— begin ENTRIES SHOWN —
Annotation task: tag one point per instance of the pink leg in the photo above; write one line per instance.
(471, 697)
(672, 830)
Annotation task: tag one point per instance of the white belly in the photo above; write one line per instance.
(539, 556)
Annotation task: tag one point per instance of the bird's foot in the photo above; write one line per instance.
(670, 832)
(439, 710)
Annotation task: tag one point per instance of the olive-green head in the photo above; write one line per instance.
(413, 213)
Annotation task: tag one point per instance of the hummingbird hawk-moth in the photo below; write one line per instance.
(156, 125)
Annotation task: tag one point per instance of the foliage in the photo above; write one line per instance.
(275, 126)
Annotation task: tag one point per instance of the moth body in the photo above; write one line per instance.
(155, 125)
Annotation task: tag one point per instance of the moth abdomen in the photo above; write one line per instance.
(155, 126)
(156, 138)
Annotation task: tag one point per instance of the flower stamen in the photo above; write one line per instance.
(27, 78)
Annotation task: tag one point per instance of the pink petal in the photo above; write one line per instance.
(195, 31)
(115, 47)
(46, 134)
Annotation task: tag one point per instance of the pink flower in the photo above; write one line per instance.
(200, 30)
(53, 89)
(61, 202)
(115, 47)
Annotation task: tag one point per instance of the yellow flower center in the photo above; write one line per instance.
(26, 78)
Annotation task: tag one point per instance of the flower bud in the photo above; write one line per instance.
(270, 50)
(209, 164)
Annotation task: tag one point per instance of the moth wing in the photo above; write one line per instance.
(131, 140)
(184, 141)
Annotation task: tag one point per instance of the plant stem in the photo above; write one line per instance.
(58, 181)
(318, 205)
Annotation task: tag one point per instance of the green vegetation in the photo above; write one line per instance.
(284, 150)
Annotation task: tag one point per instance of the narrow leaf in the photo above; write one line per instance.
— end ENTRIES SHOWN —
* _TO BE DONE_
Every entry must be retyped in full, exactly as given.

* _CORRECT OUTPUT_
Annotation task: tag one point per instance of the pink leg in the photo above; write one line per instance.
(471, 697)
(672, 830)
Annotation task: tag one point per instance of the white belly in the photo above; write one line per instance.
(539, 556)
Annotation task: tag one point per instance of the bird's foot in the photo above; write one line per instance.
(670, 832)
(439, 710)
Annotation task: tag one point per instance of the olive-green head in the photo above; write one line per instance.
(413, 213)
Annotation task: tag one point per instance of the hummingbird hawk-moth in the photo below; write one line per instance.
(156, 125)
Annotation task: tag one point per instance of the foliage in the photo above; write one line per instance.
(275, 126)
Annotation task: tag one point per instance of the moth body in the photo above; write one line per instance.
(155, 125)
Annotation task: tag one point per instance of the moth abdomen in the photo above; write one line per instance.
(155, 126)
(156, 138)
Annotation task: tag one point per instance of the flower stamen in the photo above; write one line per instance.
(27, 78)
Annotation task: tag one point per instance of the pink petal in the photo above; write one line per instance.
(195, 31)
(115, 47)
(46, 134)
Annotation task: tag one point per instance of the pink flower in the photo above; write one line per instance.
(200, 30)
(53, 89)
(61, 202)
(115, 47)
Annotation task: tag one point per instance of the yellow flower center in the photo above; write one line per instance.
(26, 78)
Annotation task: tag one point per instance of the flower bud in the photo above; write one line per instance.
(270, 50)
(209, 164)
Annotation task: tag one point per instance of the moth wing in the photo above; write one line per instance.
(131, 140)
(184, 141)
Annotation task: tag one point per instance of the plant stem in the photo above; write one line per instance.
(58, 181)
(318, 205)
Annotation task: tag one point per instance of the green vegetation in the photo above; write one line per instance.
(284, 150)
Annotation task: tag one point per instance of the narrow leaf in the photo above; write one line per instance.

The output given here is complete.